Region annotation entries
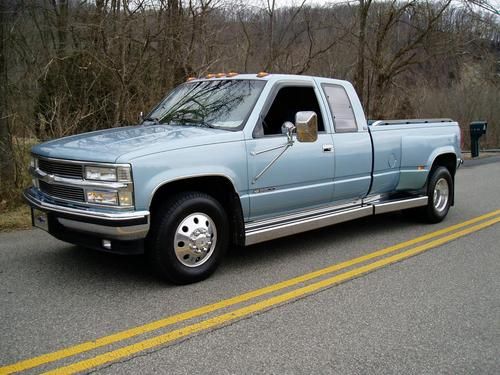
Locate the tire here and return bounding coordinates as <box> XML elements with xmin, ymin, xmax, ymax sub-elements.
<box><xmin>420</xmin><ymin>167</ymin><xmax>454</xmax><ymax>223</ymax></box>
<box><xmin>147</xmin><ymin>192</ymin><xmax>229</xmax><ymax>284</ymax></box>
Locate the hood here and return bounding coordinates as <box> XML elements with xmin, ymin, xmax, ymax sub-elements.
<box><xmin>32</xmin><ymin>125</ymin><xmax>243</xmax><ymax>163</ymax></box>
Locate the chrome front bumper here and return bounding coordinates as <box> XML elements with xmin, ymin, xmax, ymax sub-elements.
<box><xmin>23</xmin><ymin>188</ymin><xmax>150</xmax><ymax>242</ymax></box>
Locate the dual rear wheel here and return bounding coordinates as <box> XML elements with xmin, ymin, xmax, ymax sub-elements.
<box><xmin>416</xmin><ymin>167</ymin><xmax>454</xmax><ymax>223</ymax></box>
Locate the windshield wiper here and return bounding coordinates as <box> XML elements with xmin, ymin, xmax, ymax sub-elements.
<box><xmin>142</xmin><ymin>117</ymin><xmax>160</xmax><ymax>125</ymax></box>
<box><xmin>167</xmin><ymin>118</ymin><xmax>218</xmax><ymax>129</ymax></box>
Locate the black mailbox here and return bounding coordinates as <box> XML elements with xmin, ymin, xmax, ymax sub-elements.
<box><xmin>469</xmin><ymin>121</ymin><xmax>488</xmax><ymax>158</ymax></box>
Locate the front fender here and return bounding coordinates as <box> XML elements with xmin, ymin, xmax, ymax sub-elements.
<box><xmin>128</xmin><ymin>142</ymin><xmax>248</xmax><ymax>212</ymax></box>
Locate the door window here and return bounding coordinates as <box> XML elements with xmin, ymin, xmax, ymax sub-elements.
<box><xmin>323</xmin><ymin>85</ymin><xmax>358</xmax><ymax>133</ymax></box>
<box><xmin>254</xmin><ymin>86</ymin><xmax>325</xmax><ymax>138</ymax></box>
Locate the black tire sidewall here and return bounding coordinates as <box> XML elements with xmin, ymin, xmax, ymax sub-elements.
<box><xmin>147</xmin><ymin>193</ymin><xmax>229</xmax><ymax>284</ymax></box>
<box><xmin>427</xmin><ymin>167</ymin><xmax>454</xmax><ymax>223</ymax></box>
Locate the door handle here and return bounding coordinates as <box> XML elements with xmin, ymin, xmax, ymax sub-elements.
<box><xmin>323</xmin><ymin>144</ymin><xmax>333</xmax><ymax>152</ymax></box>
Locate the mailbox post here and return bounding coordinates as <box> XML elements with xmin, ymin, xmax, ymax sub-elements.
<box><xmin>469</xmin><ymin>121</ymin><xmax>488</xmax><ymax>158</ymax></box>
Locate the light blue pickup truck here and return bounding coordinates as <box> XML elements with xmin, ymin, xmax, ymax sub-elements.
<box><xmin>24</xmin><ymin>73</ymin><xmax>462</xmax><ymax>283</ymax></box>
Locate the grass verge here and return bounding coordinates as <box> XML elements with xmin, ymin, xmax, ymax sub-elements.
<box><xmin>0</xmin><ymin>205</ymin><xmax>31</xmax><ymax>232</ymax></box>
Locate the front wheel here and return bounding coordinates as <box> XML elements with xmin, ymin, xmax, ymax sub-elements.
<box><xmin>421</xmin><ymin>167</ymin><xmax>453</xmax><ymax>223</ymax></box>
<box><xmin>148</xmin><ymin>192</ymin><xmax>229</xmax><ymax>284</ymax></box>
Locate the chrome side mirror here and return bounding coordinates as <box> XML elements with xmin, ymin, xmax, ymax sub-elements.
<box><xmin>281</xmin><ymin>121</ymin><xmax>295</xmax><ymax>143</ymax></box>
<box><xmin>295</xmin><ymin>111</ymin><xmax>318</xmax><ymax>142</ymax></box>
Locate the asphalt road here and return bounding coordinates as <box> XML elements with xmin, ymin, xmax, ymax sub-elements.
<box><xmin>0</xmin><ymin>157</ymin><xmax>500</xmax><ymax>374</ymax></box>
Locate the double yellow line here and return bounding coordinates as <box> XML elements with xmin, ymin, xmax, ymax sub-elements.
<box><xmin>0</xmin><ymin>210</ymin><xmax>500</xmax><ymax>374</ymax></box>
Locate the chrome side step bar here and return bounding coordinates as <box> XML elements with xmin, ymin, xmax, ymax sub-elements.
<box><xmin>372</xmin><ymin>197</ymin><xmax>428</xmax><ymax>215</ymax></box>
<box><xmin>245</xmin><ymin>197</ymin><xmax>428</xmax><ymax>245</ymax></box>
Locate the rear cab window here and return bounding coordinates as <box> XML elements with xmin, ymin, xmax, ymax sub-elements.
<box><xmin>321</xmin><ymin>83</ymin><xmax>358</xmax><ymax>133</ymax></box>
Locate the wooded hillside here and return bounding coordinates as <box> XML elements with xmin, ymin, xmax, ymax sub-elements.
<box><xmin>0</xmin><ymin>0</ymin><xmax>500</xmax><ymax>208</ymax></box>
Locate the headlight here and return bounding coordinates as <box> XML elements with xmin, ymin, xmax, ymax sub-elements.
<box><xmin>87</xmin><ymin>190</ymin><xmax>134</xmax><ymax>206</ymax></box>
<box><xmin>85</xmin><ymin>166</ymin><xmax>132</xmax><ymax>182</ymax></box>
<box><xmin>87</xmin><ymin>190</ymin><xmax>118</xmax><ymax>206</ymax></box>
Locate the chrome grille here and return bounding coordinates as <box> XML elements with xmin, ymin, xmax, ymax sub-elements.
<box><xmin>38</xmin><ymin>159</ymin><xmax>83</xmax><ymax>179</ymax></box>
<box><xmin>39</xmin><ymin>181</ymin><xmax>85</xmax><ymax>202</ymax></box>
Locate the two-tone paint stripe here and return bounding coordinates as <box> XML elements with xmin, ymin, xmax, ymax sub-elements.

## REQUEST
Find and copy out every line in the data above that contains the string "wheel", treating case as significant.

## SOLUTION
Locate the dual rear wheel here and return bounding coordinates as <box> XML elements with xmin, ymin, xmax, ymax sub-elements.
Locate the front wheel here and return bounding coordinates as <box> XML elements with xmin, ymin, xmax, ymax sub-elements.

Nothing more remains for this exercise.